Task brief: Reproduce each entry below exactly as it appears.

Supplied material:

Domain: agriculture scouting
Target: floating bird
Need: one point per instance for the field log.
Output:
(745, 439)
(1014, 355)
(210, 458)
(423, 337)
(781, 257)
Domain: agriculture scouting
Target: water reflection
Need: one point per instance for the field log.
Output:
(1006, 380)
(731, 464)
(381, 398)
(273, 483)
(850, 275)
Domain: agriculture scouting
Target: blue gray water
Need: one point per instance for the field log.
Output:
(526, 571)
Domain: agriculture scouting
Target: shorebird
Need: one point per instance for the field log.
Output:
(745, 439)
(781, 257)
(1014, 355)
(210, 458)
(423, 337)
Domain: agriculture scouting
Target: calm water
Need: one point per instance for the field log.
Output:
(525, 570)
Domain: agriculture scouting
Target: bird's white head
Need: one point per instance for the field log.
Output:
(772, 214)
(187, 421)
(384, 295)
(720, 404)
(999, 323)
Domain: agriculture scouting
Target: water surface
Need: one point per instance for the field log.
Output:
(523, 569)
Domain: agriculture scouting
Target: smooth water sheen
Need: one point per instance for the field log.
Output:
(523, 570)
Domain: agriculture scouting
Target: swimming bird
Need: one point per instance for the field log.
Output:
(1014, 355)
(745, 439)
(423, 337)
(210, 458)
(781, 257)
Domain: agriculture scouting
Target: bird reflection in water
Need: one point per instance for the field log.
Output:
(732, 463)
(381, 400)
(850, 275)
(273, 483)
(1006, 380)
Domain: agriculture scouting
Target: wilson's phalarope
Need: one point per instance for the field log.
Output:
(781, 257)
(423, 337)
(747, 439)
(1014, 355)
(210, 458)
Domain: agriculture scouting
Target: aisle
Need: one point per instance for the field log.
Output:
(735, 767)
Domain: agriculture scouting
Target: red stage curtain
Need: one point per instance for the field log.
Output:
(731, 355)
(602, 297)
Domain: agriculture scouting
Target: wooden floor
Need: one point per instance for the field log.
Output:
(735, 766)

Task solution:
Domain: agriculture scouting
Target: floating bird
Need: one point per instance for the field log.
Output:
(745, 439)
(1014, 355)
(210, 458)
(423, 337)
(781, 257)
Domain: agriculture scouting
Target: water reflection
Need: one point per instance for the field log.
Output:
(1006, 380)
(731, 464)
(381, 398)
(273, 483)
(850, 275)
Domain: agriculture scouting
Target: blue gray water
Need: one point per instance for the field log.
Output:
(526, 571)
Domain: agriculture scouting
Target: shorebird
Need: one point per instance for the field log.
Output:
(745, 439)
(781, 257)
(1014, 355)
(210, 458)
(423, 337)
Domain: agriculture scouting
Target: calm water
Need: one point per instance for the field log.
Output:
(525, 570)
Domain: agriculture scouting
Target: bird's white head
Need: one point per instance for the field log.
Output:
(772, 214)
(187, 421)
(384, 295)
(720, 404)
(999, 323)
Domain: agriculture scouting
Target: water surface
Need: one point per instance for the field log.
Output:
(523, 569)
Domain: agriculture scouting
Target: smooth water sheen
Need: one point per instance for the field log.
Output:
(523, 570)
Domain: agriculture scouting
Target: swimming bird
Need: one point per instance for the field log.
Output:
(1014, 355)
(745, 439)
(423, 337)
(210, 458)
(781, 257)
Domain: agriculture scouting
Target: bird reflection in water
Need: one point per instance for the field log.
Output:
(732, 463)
(381, 400)
(850, 275)
(273, 483)
(1006, 380)
Domain: agriculture scouting
Target: wilson's phalarope
Need: one point per instance for the field log.
Output:
(781, 257)
(423, 337)
(747, 439)
(1014, 355)
(210, 458)
Domain: agriculture scouting
Target: aisle
Need: one point per instance for the field log.
Output:
(735, 767)
Domain: agriculture scouting
Target: red stage curtain
Need: one point per instance for the field log.
Output:
(731, 355)
(602, 297)
Domain: agriculture scouting
Target: wooden floor
Need: one point per instance for the field log.
Output:
(735, 766)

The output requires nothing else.